Task to carry out:
Please answer these three questions from the forum text below:
(a) Who has managed to gain access to the webway?
(b) Which Great War for Armageddon has been reached?
(c) Who is kidnapped when someone kicks the door in?

Given text:
☆ ☆ ☆ ☆ ☆ ☆ ☆
Or a good orbital bunkerbuster. But see the above about "We don't know how far the tunnels extend". It's a good start though.

Offensively? Not sure yet. They probably draw local and IG forces off to said deathtrap with bait forces while they prep to do the same setup to whatever objective you must hold.

Brain Boyz are returning.

Gazzy is taking up the mantle of The Beast.

Some orks in the Octavius sector are farming Nids.

Wazdakka has managed to gain access to the webway and somehow navigates it.

We are up to 5th or 6th Great War for Armageddon.

Obliterator Boyz are a thing.

Bug Boyz are very much a thing.

Chaos orks are uncommon but not so much that people are surprised by them.


This is shamelessly stolen from a previous thread.

However, I'm not sure how much has been written about the Nids beyond that snippet on the Swarmlord.

I don't think there is a great deal that can be written about the nids as a faction as they aren't so much a faction as a natural disaster that other factions have to deal with.

Bar the Swarmlord and the implication that the Hivemind may actually be sort of sapient and malevolent rather than adaptive and just hungry.

The Civilization vs Chaos angle could in this AU be seen as an escalating war that's been getting progressively hot for the entirety of Imperial history.

At first it's AoS and the eldar are just recovering from The Fall. Cronedar are re amalgamating after majority get nommed, DEldar are founding The Dark City as their new home and Craftweorlders are still getting shit working on the ships.

Oscar is waging his Earth Unification and declaring war on Chaos, although he doesn't know Chaos is actually a sapient and sentient collection of things in it's own right yet. For Chaos' part in the war they don't even notice him. Just one more localized planetary level little warlord among hundreds of thousands.

Then shit gets interstellar. Now Oscar is one among hundreds at most. The gods still barely register him beyond "quaint". Oscar has met the eldar. Now he knows stuff.

Chaos never really sees it coming. One minute they are playing cards and giggling a little about the petulant tard rage of some insects and then BAM! Someones kicked the door in, slain the property guards, kidnapped Isha and left a mile wide tail of ohgodwat on the way out.

Then the war gets hot. Turns out Oscar wasn't "quaint". Turns out Oscar was a threat. Turns out Ceggers and Khine and Isha are all still participants in the Great Game. And they are out for blood.

Oh shit what is this Omnissiah thing that's just started coalescing? What is "The Dragon"?

Where are all these prophesies coming from?

QUICKLY, KILL EVERYTHING! RELEASE THE BEAST! RAISE THE ELDAR! SET OUT THE DEAMONS! OH FUCK IT ISN'T WORKING!

And it's only been getting more frantic since the first Black Crusade.

Soon the cold war that went hot is going to go incandescent. The old pantheon survivors are lining up.
☆ ☆ ☆ ☆ ☆ ☆ ☆
Raw data:
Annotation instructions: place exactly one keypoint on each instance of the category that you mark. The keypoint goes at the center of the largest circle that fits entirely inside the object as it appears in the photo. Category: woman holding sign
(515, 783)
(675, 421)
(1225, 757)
☆ ☆ ☆ ☆ ☆ ☆ ☆
Written response:
(a) Wazdakka
(b) The 5th or 6th
(c) Isha